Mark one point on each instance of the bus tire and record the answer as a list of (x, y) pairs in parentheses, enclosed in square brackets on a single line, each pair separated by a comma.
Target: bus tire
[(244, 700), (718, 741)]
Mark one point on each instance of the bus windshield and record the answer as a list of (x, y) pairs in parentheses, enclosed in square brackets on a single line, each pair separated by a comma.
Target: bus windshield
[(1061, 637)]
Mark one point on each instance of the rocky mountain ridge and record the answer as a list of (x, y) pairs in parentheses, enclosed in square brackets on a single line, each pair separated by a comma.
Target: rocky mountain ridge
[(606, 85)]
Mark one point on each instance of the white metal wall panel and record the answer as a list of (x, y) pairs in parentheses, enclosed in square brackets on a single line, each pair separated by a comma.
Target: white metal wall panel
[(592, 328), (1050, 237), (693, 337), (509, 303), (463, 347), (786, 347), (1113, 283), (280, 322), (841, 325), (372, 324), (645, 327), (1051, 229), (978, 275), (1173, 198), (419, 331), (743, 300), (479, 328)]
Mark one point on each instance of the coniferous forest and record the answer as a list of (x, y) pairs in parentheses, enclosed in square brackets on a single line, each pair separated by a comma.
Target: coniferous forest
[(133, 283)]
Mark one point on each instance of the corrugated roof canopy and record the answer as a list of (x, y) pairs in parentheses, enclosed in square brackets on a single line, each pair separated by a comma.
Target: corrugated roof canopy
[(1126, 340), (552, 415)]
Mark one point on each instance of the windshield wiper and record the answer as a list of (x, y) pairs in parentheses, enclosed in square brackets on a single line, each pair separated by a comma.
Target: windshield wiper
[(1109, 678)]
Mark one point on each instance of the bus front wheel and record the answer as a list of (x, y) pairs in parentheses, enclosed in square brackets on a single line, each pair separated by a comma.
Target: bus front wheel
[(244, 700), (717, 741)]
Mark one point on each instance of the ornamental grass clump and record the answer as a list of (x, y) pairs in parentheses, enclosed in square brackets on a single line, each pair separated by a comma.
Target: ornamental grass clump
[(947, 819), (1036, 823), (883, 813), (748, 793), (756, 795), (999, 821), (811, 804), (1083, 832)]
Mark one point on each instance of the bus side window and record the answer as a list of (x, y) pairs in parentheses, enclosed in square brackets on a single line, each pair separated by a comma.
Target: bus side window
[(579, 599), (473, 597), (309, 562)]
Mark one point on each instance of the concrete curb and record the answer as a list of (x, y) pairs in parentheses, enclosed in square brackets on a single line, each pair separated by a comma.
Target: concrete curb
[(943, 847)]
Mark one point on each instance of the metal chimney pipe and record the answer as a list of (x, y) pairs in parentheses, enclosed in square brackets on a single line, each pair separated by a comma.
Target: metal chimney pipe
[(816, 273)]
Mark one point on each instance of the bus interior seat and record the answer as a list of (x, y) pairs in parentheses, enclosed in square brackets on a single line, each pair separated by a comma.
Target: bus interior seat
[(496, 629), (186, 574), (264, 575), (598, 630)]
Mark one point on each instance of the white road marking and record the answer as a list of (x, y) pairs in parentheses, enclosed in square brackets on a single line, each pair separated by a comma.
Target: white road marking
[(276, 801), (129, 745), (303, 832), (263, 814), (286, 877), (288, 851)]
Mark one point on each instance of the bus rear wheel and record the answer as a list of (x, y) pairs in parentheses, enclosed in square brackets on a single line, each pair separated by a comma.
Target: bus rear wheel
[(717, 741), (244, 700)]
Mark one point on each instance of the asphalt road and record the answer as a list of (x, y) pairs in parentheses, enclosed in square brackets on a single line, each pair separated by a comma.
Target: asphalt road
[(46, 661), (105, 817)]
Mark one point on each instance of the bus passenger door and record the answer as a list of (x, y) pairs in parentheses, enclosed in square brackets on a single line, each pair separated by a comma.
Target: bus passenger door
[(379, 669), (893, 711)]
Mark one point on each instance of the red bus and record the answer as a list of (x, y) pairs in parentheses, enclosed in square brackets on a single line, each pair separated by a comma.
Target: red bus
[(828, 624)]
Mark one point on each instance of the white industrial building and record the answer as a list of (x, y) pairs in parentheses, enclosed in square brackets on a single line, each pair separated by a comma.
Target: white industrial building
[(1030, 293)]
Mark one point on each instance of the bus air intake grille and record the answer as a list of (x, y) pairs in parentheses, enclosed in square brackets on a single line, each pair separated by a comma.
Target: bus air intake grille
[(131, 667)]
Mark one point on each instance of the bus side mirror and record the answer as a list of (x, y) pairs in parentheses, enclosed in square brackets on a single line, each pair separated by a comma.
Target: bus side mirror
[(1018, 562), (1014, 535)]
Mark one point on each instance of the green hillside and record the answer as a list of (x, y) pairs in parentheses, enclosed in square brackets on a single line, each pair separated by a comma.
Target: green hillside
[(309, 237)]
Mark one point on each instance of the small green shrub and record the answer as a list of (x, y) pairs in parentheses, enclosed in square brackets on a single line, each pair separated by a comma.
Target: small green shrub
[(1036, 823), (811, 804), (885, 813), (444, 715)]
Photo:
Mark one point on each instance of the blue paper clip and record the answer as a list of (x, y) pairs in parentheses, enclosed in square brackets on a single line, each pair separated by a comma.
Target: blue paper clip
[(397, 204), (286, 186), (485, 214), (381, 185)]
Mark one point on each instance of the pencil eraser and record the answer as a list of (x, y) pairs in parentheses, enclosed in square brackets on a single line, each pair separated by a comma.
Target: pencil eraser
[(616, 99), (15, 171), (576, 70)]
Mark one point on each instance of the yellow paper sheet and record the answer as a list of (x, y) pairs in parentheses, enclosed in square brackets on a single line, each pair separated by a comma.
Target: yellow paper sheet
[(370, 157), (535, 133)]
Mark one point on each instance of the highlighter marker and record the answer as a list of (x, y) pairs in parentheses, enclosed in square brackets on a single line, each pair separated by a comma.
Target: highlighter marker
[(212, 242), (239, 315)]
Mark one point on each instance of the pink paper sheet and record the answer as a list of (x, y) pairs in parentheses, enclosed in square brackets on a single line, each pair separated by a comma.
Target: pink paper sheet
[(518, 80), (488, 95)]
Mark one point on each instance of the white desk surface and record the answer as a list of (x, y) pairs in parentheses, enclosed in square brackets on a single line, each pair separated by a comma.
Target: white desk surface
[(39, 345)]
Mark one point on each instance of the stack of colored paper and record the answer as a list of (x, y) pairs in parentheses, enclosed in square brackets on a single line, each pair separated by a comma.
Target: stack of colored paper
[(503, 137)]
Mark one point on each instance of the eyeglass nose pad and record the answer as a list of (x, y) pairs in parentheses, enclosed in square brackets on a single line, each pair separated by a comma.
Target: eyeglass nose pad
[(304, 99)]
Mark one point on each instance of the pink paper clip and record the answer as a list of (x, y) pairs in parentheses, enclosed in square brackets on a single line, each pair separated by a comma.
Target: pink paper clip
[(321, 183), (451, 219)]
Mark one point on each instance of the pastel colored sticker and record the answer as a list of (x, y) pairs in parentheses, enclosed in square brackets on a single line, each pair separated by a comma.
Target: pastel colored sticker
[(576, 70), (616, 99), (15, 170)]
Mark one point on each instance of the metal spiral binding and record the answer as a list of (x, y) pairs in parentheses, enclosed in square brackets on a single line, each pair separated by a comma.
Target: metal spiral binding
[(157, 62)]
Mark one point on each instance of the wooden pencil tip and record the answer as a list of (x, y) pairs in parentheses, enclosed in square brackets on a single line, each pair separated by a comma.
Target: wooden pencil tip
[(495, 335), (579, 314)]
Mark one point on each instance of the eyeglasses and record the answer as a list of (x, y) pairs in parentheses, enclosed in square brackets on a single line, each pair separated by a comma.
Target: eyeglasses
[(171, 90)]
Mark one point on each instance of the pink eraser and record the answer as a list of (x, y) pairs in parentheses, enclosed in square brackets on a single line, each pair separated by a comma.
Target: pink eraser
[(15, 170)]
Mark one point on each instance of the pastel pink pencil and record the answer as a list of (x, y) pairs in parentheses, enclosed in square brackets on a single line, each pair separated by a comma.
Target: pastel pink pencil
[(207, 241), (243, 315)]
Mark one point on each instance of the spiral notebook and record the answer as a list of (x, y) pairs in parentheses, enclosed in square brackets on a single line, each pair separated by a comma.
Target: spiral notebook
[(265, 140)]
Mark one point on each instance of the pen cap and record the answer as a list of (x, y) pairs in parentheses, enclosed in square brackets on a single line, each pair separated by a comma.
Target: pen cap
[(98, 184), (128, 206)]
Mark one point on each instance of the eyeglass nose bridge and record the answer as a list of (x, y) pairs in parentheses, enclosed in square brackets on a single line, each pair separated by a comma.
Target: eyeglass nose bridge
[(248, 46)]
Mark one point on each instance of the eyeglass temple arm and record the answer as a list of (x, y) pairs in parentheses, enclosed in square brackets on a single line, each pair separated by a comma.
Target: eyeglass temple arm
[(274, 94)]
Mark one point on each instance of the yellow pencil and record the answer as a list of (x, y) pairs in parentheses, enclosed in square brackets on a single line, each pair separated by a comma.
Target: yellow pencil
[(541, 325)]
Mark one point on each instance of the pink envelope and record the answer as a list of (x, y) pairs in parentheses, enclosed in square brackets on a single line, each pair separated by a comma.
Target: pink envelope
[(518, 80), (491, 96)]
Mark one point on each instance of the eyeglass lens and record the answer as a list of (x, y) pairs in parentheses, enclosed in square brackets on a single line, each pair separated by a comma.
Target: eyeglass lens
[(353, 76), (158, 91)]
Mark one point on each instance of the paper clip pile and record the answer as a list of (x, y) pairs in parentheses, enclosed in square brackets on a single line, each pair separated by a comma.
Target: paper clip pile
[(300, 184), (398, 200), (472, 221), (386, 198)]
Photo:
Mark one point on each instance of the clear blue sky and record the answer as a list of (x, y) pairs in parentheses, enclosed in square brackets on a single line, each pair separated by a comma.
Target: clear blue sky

CHALLENGE:
Write out again, unchanged, everything from the start of the rows above down to the line containing "[(244, 700), (718, 741)]", including that line.

SOLUTION TO THIS EXERCISE:
Mark one point on each instance of the bus tire and record the answer as a list of (x, y) pairs in parentheses, enclosed in square brackets on a single line, each pair separated by a comma.
Target: bus tire
[(244, 700), (718, 741)]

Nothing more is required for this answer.